#### Vorgegebener Text:
* * * *

# Acer Timeline 4830tg Aufrüsten



## iorael (21. November 2012)

*Acer Timeline 4830tg Aufrüsten*

Hey leute,

ich habe mir überlegt meinen acer timeline 4830tg aufzurüsten. Zum einen wollte ich den Ram auswechseln und mit 8gb 1333 ram ersetzen.
Desweiteren habe ich überlegt die langsame Festplatte mit einer SSD zu ersetzen und die eigentliche HDD gegen das CDrom laufwerk zu tauschen das ich derzeit so gut wie nie brauche.

Meine Frage was haltet ihr von meinem Ram, hat wer erfahrungen mit dem Tausch des CD laufwerks und würde es nach diesem Video funktionieren?

Ram: Corsair PC1333 Arbeitsspeicher 8GB DDR3-RAM Kit: Amazon.de: Computer & Zubehör

SSD: Crucial CT256M4SSD2 256GB interne Festplatte 2.5 Zoll: Amazon.de: Computer & Zubehör            >Oder doch lieber Samsung 830??

HDD Case:9.5mm SATA to SATA 2nd HDD Rahmen Caddy for MacBook Pro Acer 5810T 4810T 3810T | eBay

danke euch im Voraus


----------



## fadade (21. November 2012)

* * * *

#### Kurze Übung 1:
Skaliere in den Zeilen unten alle Punktkoordinaten in den Antworten mit dem Faktor 1,3 und runde auf ganze Zahlen, wobei ,5 aufgerundet wird; die Aufträge und ihre Formatbeispiele bleiben unverändert. Gib sämtliche Zeilen samt Aufträgen wieder, aber ohne die Bilder.
Die Zeilen haben mit dem Forenbeitrag nichts zu tun.

#### Gegebene Zeilen:
* * * *

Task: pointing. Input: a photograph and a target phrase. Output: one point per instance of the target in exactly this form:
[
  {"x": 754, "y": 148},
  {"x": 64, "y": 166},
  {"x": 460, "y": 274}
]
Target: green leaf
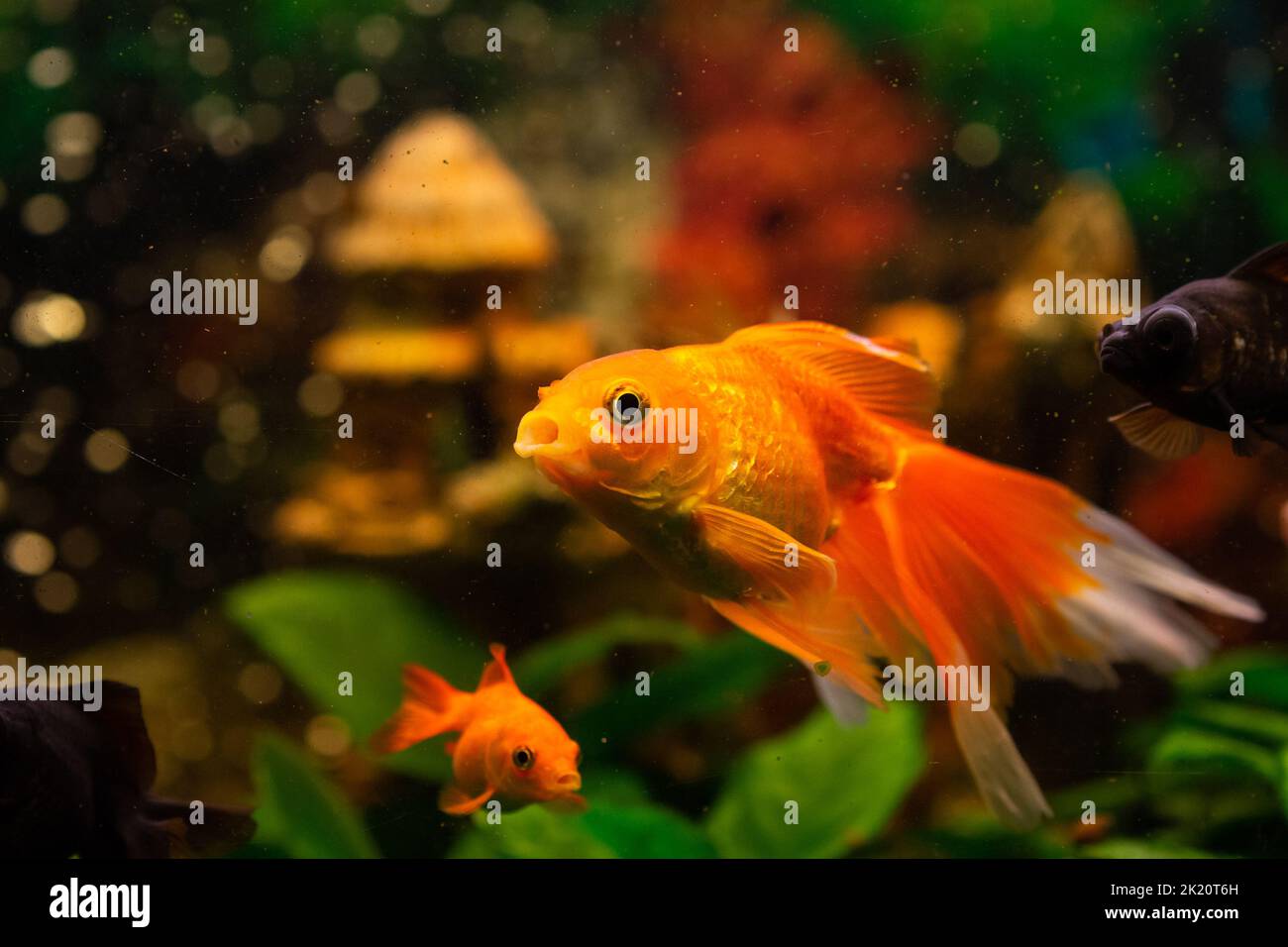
[
  {"x": 1283, "y": 779},
  {"x": 545, "y": 664},
  {"x": 299, "y": 812},
  {"x": 1207, "y": 754},
  {"x": 606, "y": 830},
  {"x": 1141, "y": 848},
  {"x": 317, "y": 625},
  {"x": 846, "y": 784},
  {"x": 1265, "y": 678},
  {"x": 1235, "y": 716}
]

* * * *

#### Kurze Übung 2:
Ändere im Forenbeitrag den Abschnitt, der mit den Worten „ich habe mir“ beginnt und mit „lieber Samsung 830??“ endet, indem du dort „Festplatte“ durch „Platte“ ersetzt, und gib den Abschnitt wieder.

#### Ausgabe 1:
Task: pointing. Input: a photograph and a target phrase. Output: one point per instance of the target in exactly this form:
[
  {"x": 754, "y": 148},
  {"x": 64, "y": 166},
  {"x": 460, "y": 274}
]
Target: green leaf
[
  {"x": 1668, "y": 1013},
  {"x": 709, "y": 863},
  {"x": 389, "y": 1056},
  {"x": 1569, "y": 980},
  {"x": 788, "y": 1079},
  {"x": 1483, "y": 1102},
  {"x": 412, "y": 813},
  {"x": 1100, "y": 1019},
  {"x": 1645, "y": 881},
  {"x": 1606, "y": 931}
]

#### Ausgabe 2:
ich habe mir überlegt meinen acer timeline 4830tg aufzurüsten. Zum einen wollte ich den Ram auswechseln und mit 8gb 1333 ram ersetzen.
Desweiteren habe ich überlegt die langsame Platte mit einer SSD zu ersetzen und die eigentliche HDD gegen das CDrom laufwerk zu tauschen das ich derzeit so gut wie nie brauche.

Meine Frage was haltet ihr von meinem Ram, hat wer erfahrungen mit dem Tausch des CD laufwerks und würde es nach diesem Video funktionieren?

Ram: Corsair PC1333 Arbeitsspeicher 8GB DDR3-RAM Kit: Amazon.de: Computer & Zubehör

SSD: Crucial CT256M4SSD2 256GB interne Platte 2.5 Zoll: Amazon.de: Computer & Zubehör            >Oder doch lieber Samsung 830??